• [Text block]
╔══
If we legally protect a “right of conscience” to refuse to assist or perform abortions, shouldn’t we also protect “conscience-based” decisions to provide abortions? So asks Dr. Lisa Harris of the University of Michigan, in a recent commentary in the New England Journal of Medicine (further publicized at a Washington Post blog).
Harris complains that she and other abortion practitioners work under a “stigma,” are “marginalized” in medicine, are seen as motivated by politics, and are even threatened with physical harm. She wants law and society to recognize that she and her colleagues are just as “conscientious” as doctors and nurses who reject abortion.
Her argument is superficially plausible—aren’t conscience laws designed to protect precisely those people whose moral choices might be unpopular?—but it is deeply flawed. Exploring those flaws highlights important but underappreciated aspects of the abortion and “conscience” debate.
╚══
• [Task set]
- A) In the passage on abortion and conscience, which journal published Dr. Lisa Harris's commentary?
- B) List each complaint Harris makes in the passage on abortion and conscience about how she and other abortion practitioners are treated.
- C) Continue the passage on abortion and conscience from its last sentence.
The rows are not needed.

• [Data for analysis]
╔══
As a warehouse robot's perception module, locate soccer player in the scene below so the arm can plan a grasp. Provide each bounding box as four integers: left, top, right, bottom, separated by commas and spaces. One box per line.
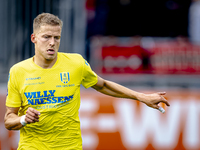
4, 13, 169, 150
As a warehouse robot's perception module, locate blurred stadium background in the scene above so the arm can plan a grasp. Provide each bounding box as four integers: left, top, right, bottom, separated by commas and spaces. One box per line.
0, 0, 200, 150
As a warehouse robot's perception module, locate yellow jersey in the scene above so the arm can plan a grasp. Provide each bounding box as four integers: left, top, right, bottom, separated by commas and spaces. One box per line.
6, 53, 98, 150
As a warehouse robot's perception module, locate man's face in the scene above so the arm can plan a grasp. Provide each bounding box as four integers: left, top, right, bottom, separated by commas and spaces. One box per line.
31, 25, 61, 61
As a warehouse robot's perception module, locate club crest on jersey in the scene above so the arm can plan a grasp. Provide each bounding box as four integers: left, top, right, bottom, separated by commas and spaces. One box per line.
60, 72, 70, 84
╚══
• [Numbered responses]
- A) The New England Journal of Medicine.

- B)
- They work under a "stigma."
- They are "marginalized" in medicine.
- They are seen as motivated by politics.
- They are even threatened with physical harm.

- C)
Harris’s criticism of existing law begins with what she calls “the first conscience legislation,” the Church amendment enacted by Congress in 1973 (named for its Senate sponsor, Democrat Frank Church of Idaho). But in fact, several clauses of the Church amendment do protect both “willingness” and “unwillingness” to be involved in abortions.
Harris acknowledges this, but still complains that the amendment “does not recognize that moral convictions might drive such [abortion] care.” Yet the amendment forbids discrimination against medical school applicants because of “the applicant's reluctance, or willingness, to counsel, suggest, recommend, assist, or in any way participate in the performance of abortions or sterilizations contrary to or consistent with the applicant’s religious beliefs or moral convictions” (emphasis added). How does this prescription fail to meet her test?
We’ll return to that question. But let us concede that most other conscience laws, at the state and federal level, speak only of a conscience right not to assist or perform abortions (and sometimes other procedures such as sterilization). Why haven’t Dr. Harris’s allies in Congress also fought over the last four decades to make these laws double-edged?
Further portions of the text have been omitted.